Sinon toi, tu t’écoutes un peu ?

J’étais une petite fille de 10 ans et avec mes copines on se posait tout en haut du jeu, situé au milieu de la cours de récréation. On échangeait nos envies, nos besoins, nos rêves, nos idéaux de femmes en devenir. On s’imaginait des vies avec un gentil mari, des enfants magnifiques, dans une belle maison. Aussi, souvent avec mes cousines, on passait des heures dans les catalogues d’ameublement, on entourait les meubles et décoration qu’on voulait plus tard. On s’imaginait tellement bien entre quatre murs qu’après avoir fini, on se montrait mutuellement nos trouvailles et la conception de notre maison. C’était comme ça. J’ai grandi dans un environnement où pour être heureuse, il faut tout ce beau packaging. Alors forcément, c’est resté ancré bien longtemps. Encore aujourd’hui.

DONNÉES FOURNIES -
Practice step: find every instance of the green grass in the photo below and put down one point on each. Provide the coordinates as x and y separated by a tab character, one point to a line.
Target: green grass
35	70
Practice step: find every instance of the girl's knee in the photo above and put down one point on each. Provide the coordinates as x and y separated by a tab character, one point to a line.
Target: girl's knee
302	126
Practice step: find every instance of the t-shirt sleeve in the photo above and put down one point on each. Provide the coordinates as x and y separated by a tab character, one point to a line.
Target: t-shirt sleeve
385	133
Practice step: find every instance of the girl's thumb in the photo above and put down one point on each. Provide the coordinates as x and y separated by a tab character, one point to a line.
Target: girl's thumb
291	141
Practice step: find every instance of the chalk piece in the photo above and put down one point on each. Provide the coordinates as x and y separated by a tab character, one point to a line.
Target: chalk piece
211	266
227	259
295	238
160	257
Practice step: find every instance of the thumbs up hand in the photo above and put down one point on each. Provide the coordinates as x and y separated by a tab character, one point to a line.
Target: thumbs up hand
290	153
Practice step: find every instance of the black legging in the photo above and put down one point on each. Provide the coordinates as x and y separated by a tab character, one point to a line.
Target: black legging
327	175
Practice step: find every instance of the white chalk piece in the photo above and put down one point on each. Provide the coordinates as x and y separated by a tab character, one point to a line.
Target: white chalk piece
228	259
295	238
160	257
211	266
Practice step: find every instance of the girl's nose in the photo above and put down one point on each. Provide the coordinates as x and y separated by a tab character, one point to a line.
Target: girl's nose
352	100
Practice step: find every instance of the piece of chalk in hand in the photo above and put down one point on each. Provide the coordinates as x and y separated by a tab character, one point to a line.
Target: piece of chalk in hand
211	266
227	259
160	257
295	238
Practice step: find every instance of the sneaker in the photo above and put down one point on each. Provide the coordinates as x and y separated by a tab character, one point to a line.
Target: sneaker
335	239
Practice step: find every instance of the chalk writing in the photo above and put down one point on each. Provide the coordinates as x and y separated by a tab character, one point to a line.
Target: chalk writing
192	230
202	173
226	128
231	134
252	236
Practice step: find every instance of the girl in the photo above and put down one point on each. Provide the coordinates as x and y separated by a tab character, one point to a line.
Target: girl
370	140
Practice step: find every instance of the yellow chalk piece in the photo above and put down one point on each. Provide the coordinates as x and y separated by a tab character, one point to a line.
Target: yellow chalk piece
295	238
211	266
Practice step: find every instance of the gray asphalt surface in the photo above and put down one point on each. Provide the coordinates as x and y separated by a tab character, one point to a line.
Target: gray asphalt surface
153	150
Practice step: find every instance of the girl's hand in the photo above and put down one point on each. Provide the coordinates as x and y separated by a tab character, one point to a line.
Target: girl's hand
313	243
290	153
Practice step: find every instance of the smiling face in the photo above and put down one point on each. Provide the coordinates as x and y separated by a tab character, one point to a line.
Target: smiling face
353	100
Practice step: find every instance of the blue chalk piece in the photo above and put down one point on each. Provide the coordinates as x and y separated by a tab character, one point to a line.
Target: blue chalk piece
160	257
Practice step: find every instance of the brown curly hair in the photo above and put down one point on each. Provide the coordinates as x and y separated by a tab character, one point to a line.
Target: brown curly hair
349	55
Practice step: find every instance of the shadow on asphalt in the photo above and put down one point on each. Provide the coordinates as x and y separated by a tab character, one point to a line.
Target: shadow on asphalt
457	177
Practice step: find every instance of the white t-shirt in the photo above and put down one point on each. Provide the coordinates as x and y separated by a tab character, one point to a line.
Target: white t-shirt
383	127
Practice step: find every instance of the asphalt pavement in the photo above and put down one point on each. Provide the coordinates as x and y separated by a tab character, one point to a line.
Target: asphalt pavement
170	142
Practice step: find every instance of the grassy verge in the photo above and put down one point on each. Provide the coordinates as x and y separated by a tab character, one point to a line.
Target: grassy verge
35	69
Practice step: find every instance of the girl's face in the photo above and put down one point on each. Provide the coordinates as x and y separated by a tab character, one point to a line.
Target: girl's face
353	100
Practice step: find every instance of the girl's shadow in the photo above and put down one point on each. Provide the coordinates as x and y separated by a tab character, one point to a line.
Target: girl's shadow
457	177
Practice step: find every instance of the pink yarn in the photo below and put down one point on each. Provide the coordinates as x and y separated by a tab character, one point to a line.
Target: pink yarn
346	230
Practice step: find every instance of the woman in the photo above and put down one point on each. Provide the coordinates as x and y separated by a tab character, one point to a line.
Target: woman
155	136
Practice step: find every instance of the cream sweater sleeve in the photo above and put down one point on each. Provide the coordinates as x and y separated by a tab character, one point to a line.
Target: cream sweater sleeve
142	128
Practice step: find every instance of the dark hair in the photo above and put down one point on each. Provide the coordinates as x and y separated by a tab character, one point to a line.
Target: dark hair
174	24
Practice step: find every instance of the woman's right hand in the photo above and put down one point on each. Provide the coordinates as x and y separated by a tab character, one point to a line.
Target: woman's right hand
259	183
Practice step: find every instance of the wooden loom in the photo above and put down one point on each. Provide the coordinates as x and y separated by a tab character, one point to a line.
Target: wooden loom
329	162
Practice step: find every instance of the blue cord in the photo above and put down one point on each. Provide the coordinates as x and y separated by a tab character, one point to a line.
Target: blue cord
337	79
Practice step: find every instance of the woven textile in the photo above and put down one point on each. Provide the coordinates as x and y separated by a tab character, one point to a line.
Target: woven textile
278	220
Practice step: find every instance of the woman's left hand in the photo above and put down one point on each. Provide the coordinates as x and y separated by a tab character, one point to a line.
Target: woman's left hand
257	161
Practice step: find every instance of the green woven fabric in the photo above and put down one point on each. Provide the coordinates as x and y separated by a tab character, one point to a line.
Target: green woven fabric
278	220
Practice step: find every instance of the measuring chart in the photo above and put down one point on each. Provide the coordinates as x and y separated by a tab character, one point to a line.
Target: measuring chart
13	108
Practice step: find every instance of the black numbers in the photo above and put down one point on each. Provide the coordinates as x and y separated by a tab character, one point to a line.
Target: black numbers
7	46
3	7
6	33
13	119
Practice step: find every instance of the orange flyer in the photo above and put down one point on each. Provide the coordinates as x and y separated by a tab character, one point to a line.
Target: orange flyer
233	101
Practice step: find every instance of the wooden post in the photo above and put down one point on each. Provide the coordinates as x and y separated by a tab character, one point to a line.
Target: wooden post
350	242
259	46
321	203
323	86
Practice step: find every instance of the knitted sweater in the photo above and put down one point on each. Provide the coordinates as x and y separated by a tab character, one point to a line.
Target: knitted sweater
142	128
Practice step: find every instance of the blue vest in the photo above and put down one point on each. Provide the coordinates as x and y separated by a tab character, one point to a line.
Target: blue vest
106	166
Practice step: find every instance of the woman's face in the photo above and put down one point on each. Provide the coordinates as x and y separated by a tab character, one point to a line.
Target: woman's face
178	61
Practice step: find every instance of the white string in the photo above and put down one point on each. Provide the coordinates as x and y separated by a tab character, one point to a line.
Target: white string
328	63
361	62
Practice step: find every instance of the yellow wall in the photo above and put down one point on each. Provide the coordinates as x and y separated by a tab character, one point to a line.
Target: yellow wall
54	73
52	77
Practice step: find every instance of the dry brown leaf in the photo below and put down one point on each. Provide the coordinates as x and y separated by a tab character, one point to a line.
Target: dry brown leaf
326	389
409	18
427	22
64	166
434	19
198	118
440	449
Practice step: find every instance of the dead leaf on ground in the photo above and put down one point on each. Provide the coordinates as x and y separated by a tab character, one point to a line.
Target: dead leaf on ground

À FAIRE - Traduisez en anglais cette phrase du bloc de texte : « On s’imaginait des vies avec un gentil mari, des enfants magnifiques, dans une belle maison. » Les items n'ont aucun rôle ici.

RÉSULTAT FINAL - We imagined lives with a kind husband, wonderful children, in a beautiful house.